[Extracted material]
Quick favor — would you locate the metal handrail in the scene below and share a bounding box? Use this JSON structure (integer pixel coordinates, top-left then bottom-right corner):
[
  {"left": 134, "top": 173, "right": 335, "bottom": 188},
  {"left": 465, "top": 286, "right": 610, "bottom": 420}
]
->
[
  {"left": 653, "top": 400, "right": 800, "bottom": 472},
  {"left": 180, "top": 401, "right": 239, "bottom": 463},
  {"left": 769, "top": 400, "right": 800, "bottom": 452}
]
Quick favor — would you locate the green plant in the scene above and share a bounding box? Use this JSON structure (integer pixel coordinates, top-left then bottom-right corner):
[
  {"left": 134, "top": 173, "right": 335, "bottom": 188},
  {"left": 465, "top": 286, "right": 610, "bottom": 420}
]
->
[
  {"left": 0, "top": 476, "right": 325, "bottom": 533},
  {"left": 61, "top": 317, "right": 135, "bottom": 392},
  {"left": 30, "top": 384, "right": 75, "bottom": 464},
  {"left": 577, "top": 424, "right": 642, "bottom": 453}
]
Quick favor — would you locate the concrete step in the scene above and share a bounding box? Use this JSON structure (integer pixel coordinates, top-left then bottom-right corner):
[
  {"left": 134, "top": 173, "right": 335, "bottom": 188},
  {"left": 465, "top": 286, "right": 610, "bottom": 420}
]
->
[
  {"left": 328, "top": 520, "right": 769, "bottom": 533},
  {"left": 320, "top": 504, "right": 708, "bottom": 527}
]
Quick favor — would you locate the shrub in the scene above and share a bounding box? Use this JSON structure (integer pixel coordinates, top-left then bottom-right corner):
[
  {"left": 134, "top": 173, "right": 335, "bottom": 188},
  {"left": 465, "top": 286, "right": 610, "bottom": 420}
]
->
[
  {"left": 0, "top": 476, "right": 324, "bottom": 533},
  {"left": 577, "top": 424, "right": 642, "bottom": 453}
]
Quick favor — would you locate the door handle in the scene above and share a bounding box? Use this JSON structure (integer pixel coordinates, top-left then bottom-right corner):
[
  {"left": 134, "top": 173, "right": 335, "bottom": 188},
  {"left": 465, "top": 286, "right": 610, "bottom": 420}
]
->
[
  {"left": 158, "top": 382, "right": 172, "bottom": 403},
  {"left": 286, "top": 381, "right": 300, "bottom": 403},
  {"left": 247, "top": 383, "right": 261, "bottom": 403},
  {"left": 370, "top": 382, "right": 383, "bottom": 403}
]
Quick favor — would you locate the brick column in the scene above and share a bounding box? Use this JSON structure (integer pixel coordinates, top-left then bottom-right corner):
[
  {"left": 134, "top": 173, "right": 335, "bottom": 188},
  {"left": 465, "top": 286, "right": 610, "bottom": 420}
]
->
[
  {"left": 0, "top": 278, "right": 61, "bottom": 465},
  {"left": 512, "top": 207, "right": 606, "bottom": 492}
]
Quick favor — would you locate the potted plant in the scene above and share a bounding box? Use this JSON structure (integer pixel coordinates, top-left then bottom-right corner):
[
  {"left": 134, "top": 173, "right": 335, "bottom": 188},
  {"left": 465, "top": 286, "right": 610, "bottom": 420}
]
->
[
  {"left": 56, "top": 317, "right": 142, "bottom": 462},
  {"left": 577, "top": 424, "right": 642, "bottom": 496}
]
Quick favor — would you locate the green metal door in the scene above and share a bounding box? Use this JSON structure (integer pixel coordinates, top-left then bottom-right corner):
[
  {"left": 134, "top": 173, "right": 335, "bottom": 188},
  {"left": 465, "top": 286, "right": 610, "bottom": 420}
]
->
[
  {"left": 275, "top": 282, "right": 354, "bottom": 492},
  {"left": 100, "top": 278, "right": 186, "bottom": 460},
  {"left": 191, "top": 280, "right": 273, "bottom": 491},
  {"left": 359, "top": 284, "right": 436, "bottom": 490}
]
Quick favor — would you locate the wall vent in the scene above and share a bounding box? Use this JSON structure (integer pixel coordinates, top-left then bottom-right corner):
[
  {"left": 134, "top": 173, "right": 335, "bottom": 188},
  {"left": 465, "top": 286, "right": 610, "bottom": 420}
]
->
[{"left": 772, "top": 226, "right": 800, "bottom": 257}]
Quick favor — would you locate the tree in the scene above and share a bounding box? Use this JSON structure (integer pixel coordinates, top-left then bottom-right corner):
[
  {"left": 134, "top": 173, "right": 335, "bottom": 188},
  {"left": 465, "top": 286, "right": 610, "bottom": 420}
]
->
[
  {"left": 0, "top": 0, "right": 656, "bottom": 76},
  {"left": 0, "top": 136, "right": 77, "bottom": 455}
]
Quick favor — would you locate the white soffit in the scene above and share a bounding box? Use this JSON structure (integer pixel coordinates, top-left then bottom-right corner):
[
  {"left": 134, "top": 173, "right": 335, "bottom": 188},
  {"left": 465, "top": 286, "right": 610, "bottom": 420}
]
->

[Task objective]
Please repeat the entries from the line containing "Quick favor — would you locate the green metal" through the end of the entries, swapping "bounding box" for "rectangle" and leaving everything else unchanged.

[Solution for this task]
Quick favor — would you locate the green metal door in the scene above and share a rectangle? Use this JSON structure (integer pixel coordinates, top-left then bottom-right corner):
[
  {"left": 134, "top": 173, "right": 335, "bottom": 188},
  {"left": 465, "top": 286, "right": 610, "bottom": 420}
]
->
[
  {"left": 275, "top": 282, "right": 354, "bottom": 492},
  {"left": 100, "top": 278, "right": 186, "bottom": 460},
  {"left": 191, "top": 280, "right": 273, "bottom": 491},
  {"left": 359, "top": 284, "right": 436, "bottom": 490}
]
Quick favor — would you locate the wall vent in the scene above and share a rectangle? Use this JSON structure (integer pixel coordinates, top-left then bottom-right corner):
[
  {"left": 134, "top": 173, "right": 335, "bottom": 188},
  {"left": 465, "top": 286, "right": 610, "bottom": 420}
]
->
[{"left": 772, "top": 226, "right": 800, "bottom": 257}]
Quick favor — would you locate the tree in the scene above and share a rectangle? Use this JSON structure (integer pixel coordinates, top-left then bottom-right corner):
[
  {"left": 134, "top": 173, "right": 335, "bottom": 188},
  {"left": 465, "top": 286, "right": 610, "bottom": 420}
]
->
[
  {"left": 0, "top": 0, "right": 656, "bottom": 76},
  {"left": 0, "top": 136, "right": 77, "bottom": 455}
]
Quick favor — would you locate the white soffit in the scene above and share a rectangle? Use this JSON structure (integer pixel coordinates, top-left then bottom-right corner):
[
  {"left": 134, "top": 173, "right": 335, "bottom": 188},
  {"left": 465, "top": 286, "right": 610, "bottom": 420}
]
->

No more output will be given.